**STATED TASK:** Locate each line in the records below that contains the string "door" and copy those lines out. The match is case-sensitive.

**DATASET RECORDS:**
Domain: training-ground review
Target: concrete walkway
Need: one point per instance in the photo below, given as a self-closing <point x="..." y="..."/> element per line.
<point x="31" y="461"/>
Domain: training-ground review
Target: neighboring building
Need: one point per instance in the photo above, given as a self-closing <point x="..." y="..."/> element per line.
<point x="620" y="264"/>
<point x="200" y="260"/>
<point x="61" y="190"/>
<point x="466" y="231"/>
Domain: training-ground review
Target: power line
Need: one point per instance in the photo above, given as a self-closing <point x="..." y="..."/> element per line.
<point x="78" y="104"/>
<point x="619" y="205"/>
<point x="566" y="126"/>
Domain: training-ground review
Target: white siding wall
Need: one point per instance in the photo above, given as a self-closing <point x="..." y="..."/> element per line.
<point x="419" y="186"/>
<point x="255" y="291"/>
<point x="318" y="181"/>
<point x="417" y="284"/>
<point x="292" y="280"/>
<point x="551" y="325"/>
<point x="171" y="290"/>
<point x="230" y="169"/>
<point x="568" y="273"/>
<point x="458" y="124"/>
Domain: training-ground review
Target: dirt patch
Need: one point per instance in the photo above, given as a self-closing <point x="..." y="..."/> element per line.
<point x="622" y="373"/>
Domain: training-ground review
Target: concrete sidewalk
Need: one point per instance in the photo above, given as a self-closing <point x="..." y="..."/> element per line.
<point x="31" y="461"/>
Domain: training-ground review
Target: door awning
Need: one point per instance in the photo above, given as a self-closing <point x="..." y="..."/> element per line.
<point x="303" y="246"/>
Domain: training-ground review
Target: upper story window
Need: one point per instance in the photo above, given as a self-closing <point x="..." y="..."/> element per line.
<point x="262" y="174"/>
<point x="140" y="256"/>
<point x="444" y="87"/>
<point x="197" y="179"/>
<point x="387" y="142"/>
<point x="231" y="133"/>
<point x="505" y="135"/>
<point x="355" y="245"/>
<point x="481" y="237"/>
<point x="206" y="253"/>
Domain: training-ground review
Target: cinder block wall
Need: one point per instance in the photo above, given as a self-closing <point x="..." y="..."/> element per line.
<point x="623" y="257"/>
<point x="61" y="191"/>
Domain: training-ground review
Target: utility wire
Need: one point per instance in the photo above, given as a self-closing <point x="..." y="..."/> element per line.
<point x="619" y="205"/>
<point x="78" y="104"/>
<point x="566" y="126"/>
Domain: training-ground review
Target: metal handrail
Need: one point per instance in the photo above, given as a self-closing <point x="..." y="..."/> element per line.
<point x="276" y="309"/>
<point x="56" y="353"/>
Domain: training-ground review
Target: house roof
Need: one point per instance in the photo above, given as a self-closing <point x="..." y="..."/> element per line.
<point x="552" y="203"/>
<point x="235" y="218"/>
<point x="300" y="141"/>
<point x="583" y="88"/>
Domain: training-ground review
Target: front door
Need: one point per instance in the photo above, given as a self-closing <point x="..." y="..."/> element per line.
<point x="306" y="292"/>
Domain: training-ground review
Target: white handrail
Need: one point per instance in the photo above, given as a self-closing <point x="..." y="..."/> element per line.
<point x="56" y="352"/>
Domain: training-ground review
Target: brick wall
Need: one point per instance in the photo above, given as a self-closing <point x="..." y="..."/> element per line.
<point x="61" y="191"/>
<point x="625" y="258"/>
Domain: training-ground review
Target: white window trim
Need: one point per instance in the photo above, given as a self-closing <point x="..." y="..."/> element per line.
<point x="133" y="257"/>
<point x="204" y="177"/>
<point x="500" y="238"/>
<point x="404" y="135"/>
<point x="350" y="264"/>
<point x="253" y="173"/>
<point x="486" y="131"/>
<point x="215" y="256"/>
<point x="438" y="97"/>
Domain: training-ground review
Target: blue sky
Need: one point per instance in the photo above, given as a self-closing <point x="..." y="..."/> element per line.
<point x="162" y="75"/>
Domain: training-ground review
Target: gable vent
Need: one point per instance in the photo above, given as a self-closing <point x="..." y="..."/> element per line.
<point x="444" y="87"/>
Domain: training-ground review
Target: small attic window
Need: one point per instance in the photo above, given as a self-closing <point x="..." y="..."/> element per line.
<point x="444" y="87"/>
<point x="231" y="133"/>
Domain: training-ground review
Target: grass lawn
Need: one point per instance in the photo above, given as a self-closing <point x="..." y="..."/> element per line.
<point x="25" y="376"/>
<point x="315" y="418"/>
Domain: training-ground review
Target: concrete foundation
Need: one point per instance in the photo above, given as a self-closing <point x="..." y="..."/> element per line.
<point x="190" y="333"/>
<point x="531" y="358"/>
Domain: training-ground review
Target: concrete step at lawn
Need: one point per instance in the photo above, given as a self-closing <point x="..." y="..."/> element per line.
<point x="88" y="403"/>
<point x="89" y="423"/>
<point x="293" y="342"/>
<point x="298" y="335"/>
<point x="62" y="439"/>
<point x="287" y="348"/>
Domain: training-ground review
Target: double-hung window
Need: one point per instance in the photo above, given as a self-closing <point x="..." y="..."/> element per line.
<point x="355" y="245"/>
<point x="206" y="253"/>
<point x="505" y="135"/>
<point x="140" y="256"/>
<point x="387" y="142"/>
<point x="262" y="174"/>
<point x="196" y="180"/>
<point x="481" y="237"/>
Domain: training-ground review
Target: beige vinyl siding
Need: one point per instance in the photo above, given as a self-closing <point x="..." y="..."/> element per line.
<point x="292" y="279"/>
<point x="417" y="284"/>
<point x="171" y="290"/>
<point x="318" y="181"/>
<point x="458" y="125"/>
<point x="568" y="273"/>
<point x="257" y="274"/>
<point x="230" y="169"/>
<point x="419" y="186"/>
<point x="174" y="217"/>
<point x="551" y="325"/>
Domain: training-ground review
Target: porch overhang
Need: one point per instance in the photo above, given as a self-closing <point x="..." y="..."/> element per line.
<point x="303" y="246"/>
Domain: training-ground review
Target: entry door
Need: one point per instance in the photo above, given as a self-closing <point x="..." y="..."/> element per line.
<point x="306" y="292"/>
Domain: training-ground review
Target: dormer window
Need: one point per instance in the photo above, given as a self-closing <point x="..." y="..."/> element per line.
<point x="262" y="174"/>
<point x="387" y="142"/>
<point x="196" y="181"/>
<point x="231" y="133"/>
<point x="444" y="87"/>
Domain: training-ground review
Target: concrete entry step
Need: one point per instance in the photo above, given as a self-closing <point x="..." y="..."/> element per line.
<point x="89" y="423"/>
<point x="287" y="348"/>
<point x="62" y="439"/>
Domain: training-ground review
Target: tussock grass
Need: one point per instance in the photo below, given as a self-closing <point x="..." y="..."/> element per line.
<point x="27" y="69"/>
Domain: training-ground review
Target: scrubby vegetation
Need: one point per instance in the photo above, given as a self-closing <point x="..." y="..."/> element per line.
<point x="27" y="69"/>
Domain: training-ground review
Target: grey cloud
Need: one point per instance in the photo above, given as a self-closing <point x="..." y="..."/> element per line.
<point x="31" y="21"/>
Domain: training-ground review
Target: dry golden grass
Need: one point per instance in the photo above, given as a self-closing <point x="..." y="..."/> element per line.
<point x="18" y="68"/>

**CORRECT ANSWER:**
Target: door awning
Target: front door
Target: entry door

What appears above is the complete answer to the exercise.